How many lines in the items below contain the string "sitting"? Treat case as significant and give only the number.

Records
===============
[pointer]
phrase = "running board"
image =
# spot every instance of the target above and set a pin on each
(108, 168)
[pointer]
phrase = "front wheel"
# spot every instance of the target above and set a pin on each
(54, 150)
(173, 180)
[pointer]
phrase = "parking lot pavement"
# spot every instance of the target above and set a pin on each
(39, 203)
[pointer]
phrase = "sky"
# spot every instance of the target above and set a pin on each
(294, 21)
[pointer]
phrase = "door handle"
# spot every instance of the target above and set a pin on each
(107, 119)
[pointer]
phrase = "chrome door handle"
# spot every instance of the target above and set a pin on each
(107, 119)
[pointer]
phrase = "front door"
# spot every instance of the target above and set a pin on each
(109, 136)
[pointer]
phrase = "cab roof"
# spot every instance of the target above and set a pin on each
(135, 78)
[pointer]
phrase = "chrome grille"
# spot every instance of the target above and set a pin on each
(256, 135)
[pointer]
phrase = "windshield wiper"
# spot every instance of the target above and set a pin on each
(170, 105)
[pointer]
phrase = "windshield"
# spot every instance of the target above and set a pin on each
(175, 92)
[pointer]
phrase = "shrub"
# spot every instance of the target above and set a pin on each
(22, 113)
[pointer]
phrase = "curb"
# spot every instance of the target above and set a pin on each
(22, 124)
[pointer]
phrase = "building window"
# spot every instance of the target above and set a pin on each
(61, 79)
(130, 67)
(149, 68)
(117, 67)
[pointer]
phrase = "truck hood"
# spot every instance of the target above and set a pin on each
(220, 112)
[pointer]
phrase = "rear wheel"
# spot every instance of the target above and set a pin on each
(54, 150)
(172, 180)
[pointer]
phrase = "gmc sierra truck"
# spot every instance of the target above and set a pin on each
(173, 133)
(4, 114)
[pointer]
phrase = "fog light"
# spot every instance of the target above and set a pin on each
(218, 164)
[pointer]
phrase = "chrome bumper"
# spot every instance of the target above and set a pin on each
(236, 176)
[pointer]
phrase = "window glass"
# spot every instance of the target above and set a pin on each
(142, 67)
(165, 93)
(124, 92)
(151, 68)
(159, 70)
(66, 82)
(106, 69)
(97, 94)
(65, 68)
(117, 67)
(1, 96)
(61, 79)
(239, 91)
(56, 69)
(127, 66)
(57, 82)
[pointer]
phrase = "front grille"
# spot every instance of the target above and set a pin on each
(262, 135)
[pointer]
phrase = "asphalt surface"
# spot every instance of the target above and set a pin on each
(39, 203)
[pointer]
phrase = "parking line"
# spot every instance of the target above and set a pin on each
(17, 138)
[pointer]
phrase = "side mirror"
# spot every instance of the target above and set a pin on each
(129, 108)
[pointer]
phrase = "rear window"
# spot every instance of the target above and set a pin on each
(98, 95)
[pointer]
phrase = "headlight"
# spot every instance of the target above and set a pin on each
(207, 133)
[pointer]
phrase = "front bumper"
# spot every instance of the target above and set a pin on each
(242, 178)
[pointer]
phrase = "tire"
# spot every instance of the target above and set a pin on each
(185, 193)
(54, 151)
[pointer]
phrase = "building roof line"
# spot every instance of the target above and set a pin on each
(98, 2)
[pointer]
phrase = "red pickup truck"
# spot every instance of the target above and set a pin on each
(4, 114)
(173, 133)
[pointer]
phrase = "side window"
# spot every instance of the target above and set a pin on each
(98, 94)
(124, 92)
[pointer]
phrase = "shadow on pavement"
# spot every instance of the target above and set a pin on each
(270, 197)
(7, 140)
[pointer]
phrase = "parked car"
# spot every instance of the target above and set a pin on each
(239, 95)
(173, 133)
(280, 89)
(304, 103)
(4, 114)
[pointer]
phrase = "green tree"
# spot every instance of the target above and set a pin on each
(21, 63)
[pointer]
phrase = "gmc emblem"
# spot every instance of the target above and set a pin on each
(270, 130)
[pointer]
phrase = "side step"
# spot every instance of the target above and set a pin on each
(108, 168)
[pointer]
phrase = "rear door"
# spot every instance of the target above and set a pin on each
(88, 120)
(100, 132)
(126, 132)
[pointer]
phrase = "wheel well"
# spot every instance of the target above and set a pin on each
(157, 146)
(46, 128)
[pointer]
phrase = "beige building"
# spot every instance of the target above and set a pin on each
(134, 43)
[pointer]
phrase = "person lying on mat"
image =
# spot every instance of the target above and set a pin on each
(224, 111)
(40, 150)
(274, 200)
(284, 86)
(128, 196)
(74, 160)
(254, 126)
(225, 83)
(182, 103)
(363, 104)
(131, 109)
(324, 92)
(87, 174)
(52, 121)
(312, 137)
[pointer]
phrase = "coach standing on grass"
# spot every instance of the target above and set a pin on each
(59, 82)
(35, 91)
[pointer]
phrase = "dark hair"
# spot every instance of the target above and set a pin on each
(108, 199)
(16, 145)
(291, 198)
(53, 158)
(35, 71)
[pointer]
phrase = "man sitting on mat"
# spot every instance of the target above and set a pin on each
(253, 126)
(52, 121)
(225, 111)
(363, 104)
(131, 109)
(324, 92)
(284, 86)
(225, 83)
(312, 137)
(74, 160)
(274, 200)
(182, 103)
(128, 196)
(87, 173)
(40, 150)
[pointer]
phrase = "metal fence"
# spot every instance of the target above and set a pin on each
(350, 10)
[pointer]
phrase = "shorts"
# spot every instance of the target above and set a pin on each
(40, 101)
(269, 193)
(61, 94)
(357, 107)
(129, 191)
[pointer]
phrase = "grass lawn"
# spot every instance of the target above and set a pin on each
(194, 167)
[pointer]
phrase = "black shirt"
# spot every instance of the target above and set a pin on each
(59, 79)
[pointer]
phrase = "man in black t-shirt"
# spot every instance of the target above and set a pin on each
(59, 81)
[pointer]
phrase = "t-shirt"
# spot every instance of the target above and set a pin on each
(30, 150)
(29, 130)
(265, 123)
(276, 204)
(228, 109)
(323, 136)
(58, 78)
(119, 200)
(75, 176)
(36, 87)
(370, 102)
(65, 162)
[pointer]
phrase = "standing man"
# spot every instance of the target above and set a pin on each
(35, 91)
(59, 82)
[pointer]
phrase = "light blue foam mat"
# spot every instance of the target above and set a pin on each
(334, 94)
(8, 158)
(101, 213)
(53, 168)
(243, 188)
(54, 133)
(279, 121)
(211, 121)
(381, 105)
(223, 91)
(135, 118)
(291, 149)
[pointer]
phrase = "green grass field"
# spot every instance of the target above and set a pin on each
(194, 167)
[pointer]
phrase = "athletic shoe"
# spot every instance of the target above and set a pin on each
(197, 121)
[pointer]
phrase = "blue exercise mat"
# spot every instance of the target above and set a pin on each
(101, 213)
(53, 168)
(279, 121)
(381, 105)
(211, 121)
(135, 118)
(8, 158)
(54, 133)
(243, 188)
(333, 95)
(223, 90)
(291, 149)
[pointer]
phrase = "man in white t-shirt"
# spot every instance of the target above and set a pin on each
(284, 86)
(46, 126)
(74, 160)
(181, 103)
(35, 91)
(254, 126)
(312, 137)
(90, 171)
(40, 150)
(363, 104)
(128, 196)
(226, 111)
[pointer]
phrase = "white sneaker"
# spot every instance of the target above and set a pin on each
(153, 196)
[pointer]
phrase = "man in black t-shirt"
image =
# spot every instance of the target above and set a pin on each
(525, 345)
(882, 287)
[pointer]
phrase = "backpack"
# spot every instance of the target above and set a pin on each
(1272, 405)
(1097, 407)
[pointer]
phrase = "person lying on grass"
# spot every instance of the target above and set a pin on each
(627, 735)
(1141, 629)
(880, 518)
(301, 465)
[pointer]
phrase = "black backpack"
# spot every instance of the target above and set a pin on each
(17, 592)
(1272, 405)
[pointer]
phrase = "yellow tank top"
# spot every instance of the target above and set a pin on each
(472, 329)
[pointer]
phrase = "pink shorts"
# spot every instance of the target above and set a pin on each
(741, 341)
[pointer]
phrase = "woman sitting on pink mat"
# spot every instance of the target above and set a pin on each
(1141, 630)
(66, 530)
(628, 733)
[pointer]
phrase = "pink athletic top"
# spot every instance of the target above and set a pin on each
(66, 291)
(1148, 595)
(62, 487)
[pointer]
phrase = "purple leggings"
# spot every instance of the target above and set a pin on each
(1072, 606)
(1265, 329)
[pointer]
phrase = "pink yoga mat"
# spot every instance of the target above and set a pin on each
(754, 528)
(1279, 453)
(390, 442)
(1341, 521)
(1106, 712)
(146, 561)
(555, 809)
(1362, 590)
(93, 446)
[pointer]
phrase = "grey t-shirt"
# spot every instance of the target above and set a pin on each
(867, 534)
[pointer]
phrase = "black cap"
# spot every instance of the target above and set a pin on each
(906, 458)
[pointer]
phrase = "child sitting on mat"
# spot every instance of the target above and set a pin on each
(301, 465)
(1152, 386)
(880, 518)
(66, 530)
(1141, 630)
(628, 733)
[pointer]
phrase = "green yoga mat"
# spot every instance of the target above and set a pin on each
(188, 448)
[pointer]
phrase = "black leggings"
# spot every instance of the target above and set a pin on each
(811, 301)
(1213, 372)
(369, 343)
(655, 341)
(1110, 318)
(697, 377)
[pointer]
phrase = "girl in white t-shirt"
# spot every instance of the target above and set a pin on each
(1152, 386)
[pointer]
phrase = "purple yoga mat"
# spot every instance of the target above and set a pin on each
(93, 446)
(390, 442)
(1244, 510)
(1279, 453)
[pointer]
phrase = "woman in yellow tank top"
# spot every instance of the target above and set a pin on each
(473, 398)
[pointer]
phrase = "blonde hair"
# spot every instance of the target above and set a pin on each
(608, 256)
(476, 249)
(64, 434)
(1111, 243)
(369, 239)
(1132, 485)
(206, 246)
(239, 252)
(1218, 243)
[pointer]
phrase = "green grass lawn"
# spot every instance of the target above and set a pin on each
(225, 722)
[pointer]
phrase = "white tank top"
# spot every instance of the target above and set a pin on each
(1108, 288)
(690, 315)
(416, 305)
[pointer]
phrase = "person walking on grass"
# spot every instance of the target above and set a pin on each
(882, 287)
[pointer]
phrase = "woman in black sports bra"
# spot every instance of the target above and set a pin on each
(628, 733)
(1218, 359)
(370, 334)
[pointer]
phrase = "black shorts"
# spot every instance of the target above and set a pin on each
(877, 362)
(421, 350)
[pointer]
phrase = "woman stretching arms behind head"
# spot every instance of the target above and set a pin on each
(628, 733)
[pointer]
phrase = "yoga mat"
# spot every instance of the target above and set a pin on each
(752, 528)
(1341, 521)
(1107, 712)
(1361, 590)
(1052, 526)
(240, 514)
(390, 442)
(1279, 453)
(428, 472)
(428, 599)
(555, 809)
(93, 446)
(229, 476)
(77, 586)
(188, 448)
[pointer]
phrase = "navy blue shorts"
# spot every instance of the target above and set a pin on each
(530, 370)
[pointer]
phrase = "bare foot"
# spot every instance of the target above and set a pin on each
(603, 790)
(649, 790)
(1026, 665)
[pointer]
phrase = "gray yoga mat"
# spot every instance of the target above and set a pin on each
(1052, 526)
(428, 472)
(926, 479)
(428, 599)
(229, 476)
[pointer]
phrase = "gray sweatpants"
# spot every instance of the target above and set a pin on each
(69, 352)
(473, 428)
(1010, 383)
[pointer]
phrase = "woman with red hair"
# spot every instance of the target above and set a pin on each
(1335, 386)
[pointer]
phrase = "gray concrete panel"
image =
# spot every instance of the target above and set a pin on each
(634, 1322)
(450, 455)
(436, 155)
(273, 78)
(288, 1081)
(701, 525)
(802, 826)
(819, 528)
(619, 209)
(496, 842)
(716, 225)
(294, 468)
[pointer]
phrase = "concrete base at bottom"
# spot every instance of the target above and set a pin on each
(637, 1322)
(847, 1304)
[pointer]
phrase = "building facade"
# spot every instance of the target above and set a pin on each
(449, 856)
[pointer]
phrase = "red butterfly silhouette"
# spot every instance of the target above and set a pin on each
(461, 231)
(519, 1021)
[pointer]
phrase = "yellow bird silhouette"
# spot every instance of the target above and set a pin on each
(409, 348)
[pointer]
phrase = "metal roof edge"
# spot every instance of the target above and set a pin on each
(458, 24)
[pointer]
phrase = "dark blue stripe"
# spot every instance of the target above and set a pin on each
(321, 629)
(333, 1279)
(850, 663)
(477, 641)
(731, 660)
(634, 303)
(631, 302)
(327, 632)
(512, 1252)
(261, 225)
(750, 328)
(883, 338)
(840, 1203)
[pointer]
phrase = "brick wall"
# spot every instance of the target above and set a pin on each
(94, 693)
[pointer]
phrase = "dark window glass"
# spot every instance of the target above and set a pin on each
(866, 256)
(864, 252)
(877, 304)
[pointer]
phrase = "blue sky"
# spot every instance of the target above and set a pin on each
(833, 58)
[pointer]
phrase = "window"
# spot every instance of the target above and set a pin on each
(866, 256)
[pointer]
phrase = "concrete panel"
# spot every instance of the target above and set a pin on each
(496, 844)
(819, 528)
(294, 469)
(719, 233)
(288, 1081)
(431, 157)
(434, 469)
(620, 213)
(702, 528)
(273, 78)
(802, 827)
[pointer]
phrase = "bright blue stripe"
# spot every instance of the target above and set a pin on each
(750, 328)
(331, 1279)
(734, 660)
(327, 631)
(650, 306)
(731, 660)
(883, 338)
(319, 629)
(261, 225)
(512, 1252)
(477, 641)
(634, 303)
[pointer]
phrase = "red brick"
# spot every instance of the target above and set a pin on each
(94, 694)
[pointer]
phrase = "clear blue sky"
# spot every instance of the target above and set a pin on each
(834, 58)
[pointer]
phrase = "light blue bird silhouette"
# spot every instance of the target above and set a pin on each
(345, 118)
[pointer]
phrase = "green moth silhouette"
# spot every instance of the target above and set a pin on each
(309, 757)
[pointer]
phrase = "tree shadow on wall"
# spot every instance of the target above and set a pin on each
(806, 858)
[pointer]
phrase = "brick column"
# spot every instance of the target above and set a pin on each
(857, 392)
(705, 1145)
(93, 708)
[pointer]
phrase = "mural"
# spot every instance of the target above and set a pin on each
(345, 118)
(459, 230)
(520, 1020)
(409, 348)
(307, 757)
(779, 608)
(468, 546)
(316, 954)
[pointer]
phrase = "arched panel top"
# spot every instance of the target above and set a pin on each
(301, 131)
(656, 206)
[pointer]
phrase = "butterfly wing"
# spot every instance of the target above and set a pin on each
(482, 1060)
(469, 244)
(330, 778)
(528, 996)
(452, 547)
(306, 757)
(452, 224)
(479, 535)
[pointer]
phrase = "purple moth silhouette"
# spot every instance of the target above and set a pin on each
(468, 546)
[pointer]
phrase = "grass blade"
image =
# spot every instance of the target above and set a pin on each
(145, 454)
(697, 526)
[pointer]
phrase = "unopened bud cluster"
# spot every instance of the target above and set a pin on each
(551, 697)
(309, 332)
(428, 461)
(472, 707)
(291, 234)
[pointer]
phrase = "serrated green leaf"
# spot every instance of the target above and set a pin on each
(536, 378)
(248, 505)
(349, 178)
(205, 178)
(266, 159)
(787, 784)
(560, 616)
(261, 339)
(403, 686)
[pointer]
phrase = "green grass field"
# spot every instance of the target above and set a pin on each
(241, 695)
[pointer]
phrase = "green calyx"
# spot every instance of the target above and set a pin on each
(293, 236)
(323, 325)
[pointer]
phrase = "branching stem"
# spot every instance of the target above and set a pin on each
===============
» **Solution for this exercise**
3